Problem description —
Swap "instance" for "occurrence" everywhere it occurs in the items below, and leave everything else unchanged.

Excerpts of pointing data —
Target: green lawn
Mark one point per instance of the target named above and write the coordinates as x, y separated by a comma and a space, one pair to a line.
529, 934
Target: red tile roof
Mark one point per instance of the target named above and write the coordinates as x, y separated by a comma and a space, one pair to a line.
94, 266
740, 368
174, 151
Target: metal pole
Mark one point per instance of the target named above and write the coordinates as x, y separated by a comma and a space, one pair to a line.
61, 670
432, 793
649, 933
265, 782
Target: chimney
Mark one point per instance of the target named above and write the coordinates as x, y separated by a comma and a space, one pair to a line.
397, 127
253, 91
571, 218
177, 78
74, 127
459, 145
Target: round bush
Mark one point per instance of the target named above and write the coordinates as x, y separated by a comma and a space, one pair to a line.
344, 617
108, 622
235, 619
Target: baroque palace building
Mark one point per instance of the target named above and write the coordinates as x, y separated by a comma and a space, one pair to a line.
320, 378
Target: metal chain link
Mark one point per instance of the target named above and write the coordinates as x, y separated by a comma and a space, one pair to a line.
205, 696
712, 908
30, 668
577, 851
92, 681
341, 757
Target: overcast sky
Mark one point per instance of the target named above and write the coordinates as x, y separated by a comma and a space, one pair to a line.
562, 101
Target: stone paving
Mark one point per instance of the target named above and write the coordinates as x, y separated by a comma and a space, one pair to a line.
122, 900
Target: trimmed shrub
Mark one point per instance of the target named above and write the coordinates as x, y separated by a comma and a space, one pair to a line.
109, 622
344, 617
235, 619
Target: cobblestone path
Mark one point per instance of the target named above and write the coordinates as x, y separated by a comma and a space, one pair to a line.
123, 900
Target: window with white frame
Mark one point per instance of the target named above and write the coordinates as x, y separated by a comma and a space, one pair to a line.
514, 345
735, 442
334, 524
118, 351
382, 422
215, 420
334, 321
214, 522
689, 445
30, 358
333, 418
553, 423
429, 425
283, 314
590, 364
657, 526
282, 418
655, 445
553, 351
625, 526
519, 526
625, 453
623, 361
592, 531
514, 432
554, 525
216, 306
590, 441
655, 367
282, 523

Written solution —
Target: green lawn
Mark one point per occurrence of the target named above and write the coordinates as x, y separated by a comma and a space, one pair to a line.
529, 934
Target: red tile roof
Mark one point per occurrence of the target named above and write the coordinates as x, y separated by a comma and a space, one pair to a line.
94, 266
740, 368
174, 151
Target: metal pole
Mark one point per occurrence of the target named above and write the coordinates as x, y separated by a comma and a space, one pair to a line.
61, 670
432, 793
649, 933
265, 782
Target: chimney
Mark one point per occurrence of the target named above and write the coordinates as x, y separated by a comma and a space, one pair to a line.
397, 127
253, 91
571, 218
177, 78
74, 127
459, 145
Target: round bush
Mark one point per occurrence of the target named above and write the coordinates as x, y separated by a comma and a space, one pair to a line.
344, 617
108, 622
235, 619
Target: baroque palace building
Mark one point per occurrence of the target named above and write the coordinates as x, y separated by a comma and a space, one pair to a line.
320, 378
Target: metal chain link
Mark one point per occurrence of the target named above and write the coordinates as x, y separated by a comma and a space, one pair to a line.
205, 696
712, 908
30, 668
577, 851
92, 681
341, 757
Target: overcast sky
Mark one point per occurrence of the target named above and write the coordinates as x, y separated by a comma and a space, one pair to a line.
562, 101
Target: stone paving
Mark one point per occurrence of the target named above and write the coordinates as x, y separated by a comma and a space, one pair to a line.
122, 900
Target: trimmed shrub
Mark one point per occurrence of the target named above and write the coordinates as x, y separated by a comma and a space, one pair to a line.
109, 622
344, 617
235, 619
Target: cobblestone path
Mark one point per occurrence of the target named above and write the coordinates as x, y separated by a comma and a space, one pair to a line.
123, 900
Target: window with white frame
Mark one point per occurrence of the target named above and write the coordinates as x, y separated by a comma and a space, one pair to a line.
514, 345
735, 442
334, 524
118, 351
382, 422
215, 420
334, 321
214, 522
689, 445
30, 358
333, 418
553, 423
429, 425
283, 314
590, 364
657, 526
282, 418
655, 445
553, 351
625, 526
519, 526
625, 453
623, 361
592, 531
514, 432
554, 525
216, 306
590, 441
655, 367
282, 523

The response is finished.